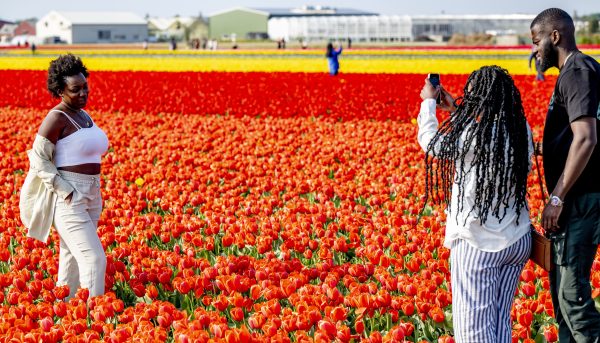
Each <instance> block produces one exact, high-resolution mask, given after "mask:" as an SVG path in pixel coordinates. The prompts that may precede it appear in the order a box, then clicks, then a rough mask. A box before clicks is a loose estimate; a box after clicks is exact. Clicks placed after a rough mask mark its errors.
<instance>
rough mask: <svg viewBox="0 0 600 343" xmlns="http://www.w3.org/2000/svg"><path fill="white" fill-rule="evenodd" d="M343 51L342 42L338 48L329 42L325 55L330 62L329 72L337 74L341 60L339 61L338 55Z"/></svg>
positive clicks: (329, 64) (332, 75)
mask: <svg viewBox="0 0 600 343" xmlns="http://www.w3.org/2000/svg"><path fill="white" fill-rule="evenodd" d="M341 53H342V45H341V44H340V45H339V47H338V48H337V49H334V48H333V43H331V42H329V43H328V44H327V52H326V53H325V56H326V57H327V62H328V64H329V74H330V75H332V76H335V75H337V74H338V72H339V70H340V62H339V61H338V56H339V55H340V54H341Z"/></svg>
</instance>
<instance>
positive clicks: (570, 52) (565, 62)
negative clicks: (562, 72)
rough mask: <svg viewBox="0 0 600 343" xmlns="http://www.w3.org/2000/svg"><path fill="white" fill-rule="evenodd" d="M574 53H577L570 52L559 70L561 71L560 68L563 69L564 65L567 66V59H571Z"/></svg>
mask: <svg viewBox="0 0 600 343" xmlns="http://www.w3.org/2000/svg"><path fill="white" fill-rule="evenodd" d="M575 51H577V50H573V51H571V52H570V53H569V54H568V55H567V58H565V61H564V62H563V65H562V66H561V67H560V68H561V69H562V67H564V66H565V64H567V60H568V59H569V57H571V55H573V53H574V52H575Z"/></svg>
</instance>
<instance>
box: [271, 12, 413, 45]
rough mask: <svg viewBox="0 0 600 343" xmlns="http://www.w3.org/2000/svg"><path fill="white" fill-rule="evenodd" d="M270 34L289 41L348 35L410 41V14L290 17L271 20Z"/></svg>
mask: <svg viewBox="0 0 600 343" xmlns="http://www.w3.org/2000/svg"><path fill="white" fill-rule="evenodd" d="M268 32H269V37H283V38H285V39H286V40H291V39H305V40H309V41H310V40H327V39H341V40H346V39H348V38H350V39H352V40H354V41H356V42H372V41H389V42H394V41H395V42H403V41H411V40H412V38H413V37H412V34H411V19H410V17H409V16H397V15H392V16H387V15H382V16H380V15H348V16H288V17H276V18H271V19H269V22H268Z"/></svg>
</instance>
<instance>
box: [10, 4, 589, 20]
mask: <svg viewBox="0 0 600 343" xmlns="http://www.w3.org/2000/svg"><path fill="white" fill-rule="evenodd" d="M306 4H308V5H323V6H331V7H346V8H354V9H359V10H364V11H369V12H376V13H379V14H400V15H403V14H408V15H419V14H425V15H430V14H442V13H445V14H513V13H523V14H537V13H539V12H540V11H542V10H544V9H546V8H548V7H560V8H562V9H564V10H565V11H567V12H569V13H571V14H573V13H574V11H576V12H577V14H578V15H582V14H589V13H598V12H600V1H599V0H428V1H427V0H426V1H419V0H370V1H364V0H319V1H315V0H312V1H307V0H219V1H206V0H204V1H197V0H196V1H193V0H100V1H98V0H59V1H48V0H0V19H4V20H19V19H26V18H32V17H36V18H41V17H42V16H44V15H45V14H46V13H48V12H49V11H51V10H62V11H67V10H68V11H128V12H134V13H136V14H138V15H140V16H142V17H144V16H145V15H146V14H149V15H150V16H152V17H171V16H174V15H177V14H178V15H180V16H197V15H199V14H200V13H201V14H202V15H203V16H208V15H210V14H211V13H215V12H218V11H221V10H226V9H229V8H233V7H240V6H241V7H279V8H291V7H300V6H302V5H306Z"/></svg>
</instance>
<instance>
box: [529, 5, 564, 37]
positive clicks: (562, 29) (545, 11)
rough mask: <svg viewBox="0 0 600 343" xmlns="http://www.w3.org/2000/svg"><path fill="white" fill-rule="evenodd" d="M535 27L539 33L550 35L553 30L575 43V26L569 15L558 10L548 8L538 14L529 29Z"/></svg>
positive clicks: (535, 17) (560, 9)
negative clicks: (539, 13) (538, 30)
mask: <svg viewBox="0 0 600 343" xmlns="http://www.w3.org/2000/svg"><path fill="white" fill-rule="evenodd" d="M534 27H536V28H537V29H538V30H539V31H541V32H545V33H550V32H552V31H554V30H557V31H558V32H560V35H561V36H562V37H563V38H564V39H566V40H568V41H571V40H572V41H573V42H574V41H575V24H574V23H573V18H571V16H570V15H569V13H567V12H565V11H563V10H561V9H560V8H548V9H546V10H543V11H542V12H541V13H540V14H538V15H537V16H536V17H535V19H533V21H532V22H531V26H530V29H532V30H533V28H534Z"/></svg>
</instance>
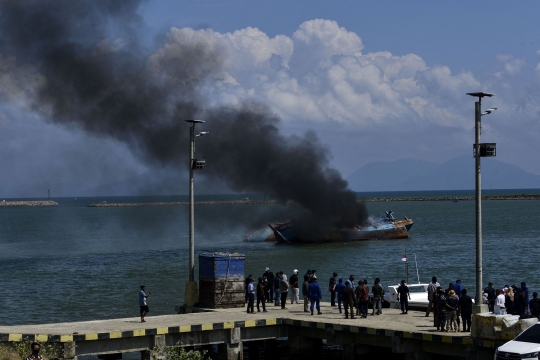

====

Work instructions >> From the first line to the last, repeat the records above exactly, leaving out the pictures.

Answer section >>
Each <instance> block produces one exact, high-resolution mask, given after "mask:" as an SVG path in pixel coordinates. The prompts that may precede it appear in the order a box, then clicks, then a rough mask. A box before clicks is a loose estimate; a box after clicks is exact. Clicks placed after a rough mask mark its errors.
<instance>
rough mask: <svg viewBox="0 0 600 343" xmlns="http://www.w3.org/2000/svg"><path fill="white" fill-rule="evenodd" d="M343 51L342 42L338 48L329 42L325 55L330 62L329 72L337 74L341 60L339 61L338 55Z"/></svg>
positive clicks: (329, 64) (332, 75)
mask: <svg viewBox="0 0 600 343" xmlns="http://www.w3.org/2000/svg"><path fill="white" fill-rule="evenodd" d="M341 53H342V45H341V44H340V45H339V47H338V48H337V49H334V48H333V43H331V42H329V43H328V44H327V52H326V53H325V56H326V57H327V62H328V64H329V74H330V75H332V76H335V75H337V74H338V72H339V70H340V62H339V61H338V56H339V55H340V54H341Z"/></svg>
</instance>
<instance>
positive clicks: (570, 52) (565, 62)
negative clicks: (562, 72)
rough mask: <svg viewBox="0 0 600 343" xmlns="http://www.w3.org/2000/svg"><path fill="white" fill-rule="evenodd" d="M574 53H577L570 52L559 70L561 71L560 68L563 69L564 65L567 66V59H571Z"/></svg>
mask: <svg viewBox="0 0 600 343" xmlns="http://www.w3.org/2000/svg"><path fill="white" fill-rule="evenodd" d="M575 51H577V50H573V51H571V52H570V53H569V54H568V55H567V58H565V61H564V62H563V65H562V66H561V67H560V68H561V69H562V67H564V66H565V64H567V60H568V59H569V57H571V55H573V53H574V52H575Z"/></svg>
</instance>
<instance>
box: [271, 12, 413, 45]
rough mask: <svg viewBox="0 0 600 343" xmlns="http://www.w3.org/2000/svg"><path fill="white" fill-rule="evenodd" d="M270 34L289 41L348 35L410 41V14L290 17L271 20Z"/></svg>
mask: <svg viewBox="0 0 600 343" xmlns="http://www.w3.org/2000/svg"><path fill="white" fill-rule="evenodd" d="M268 32H269V37H283V38H285V39H286V40H291V39H305V40H309V41H310V40H327V39H341V40H346V39H348V38H350V39H352V40H354V41H356V42H372V41H389V42H394V41H395V42H403V41H411V40H412V38H413V37H412V34H411V19H410V17H409V16H397V15H392V16H387V15H382V16H380V15H348V16H288V17H276V18H271V19H269V22H268Z"/></svg>
</instance>
<instance>
box: [10, 4, 589, 20]
mask: <svg viewBox="0 0 600 343" xmlns="http://www.w3.org/2000/svg"><path fill="white" fill-rule="evenodd" d="M306 4H308V5H323V6H331V7H346V8H354V9H359V10H364V11H369V12H376V13H379V14H400V15H403V14H408V15H419V14H425V15H430V14H442V13H445V14H513V13H523V14H537V13H539V12H540V11H542V10H544V9H546V8H548V7H560V8H562V9H564V10H565V11H567V12H569V13H571V14H573V13H574V11H576V12H577V14H578V15H582V14H589V13H598V12H600V1H599V0H428V1H427V0H426V1H419V0H370V1H364V0H319V1H315V0H312V1H307V0H219V1H206V0H204V1H197V0H196V1H193V0H100V1H98V0H59V1H48V0H0V19H4V20H19V19H26V18H32V17H36V18H41V17H42V16H44V15H45V14H46V13H48V12H49V11H51V10H62V11H67V10H68V11H128V12H134V13H136V14H138V15H140V16H142V17H144V16H145V15H146V14H149V15H150V16H152V17H171V16H174V15H177V14H178V15H180V16H197V15H199V14H200V13H201V14H202V15H203V16H208V15H210V14H211V13H215V12H218V11H221V10H226V9H229V8H233V7H240V6H241V7H279V8H291V7H300V6H302V5H306Z"/></svg>
</instance>
<instance>
box: [529, 5, 564, 37]
positive clicks: (562, 29) (545, 11)
rough mask: <svg viewBox="0 0 600 343" xmlns="http://www.w3.org/2000/svg"><path fill="white" fill-rule="evenodd" d="M535 27L539 33L550 35L553 30L575 43V26L569 15L558 10L548 8L538 14L529 29Z"/></svg>
positive clicks: (535, 17) (560, 9)
negative clicks: (539, 13) (538, 30)
mask: <svg viewBox="0 0 600 343" xmlns="http://www.w3.org/2000/svg"><path fill="white" fill-rule="evenodd" d="M534 27H536V28H537V29H538V30H539V31H541V32H545V33H550V32H552V31H554V30H557V31H558V32H560V35H561V36H562V37H563V38H564V39H566V40H568V41H571V40H572V41H573V42H574V41H575V24H574V23H573V18H571V16H570V15H569V13H567V12H565V11H563V10H561V9H560V8H548V9H546V10H543V11H542V12H541V13H540V14H538V15H537V16H536V17H535V19H533V21H532V22H531V26H530V29H532V30H533V28H534Z"/></svg>
</instance>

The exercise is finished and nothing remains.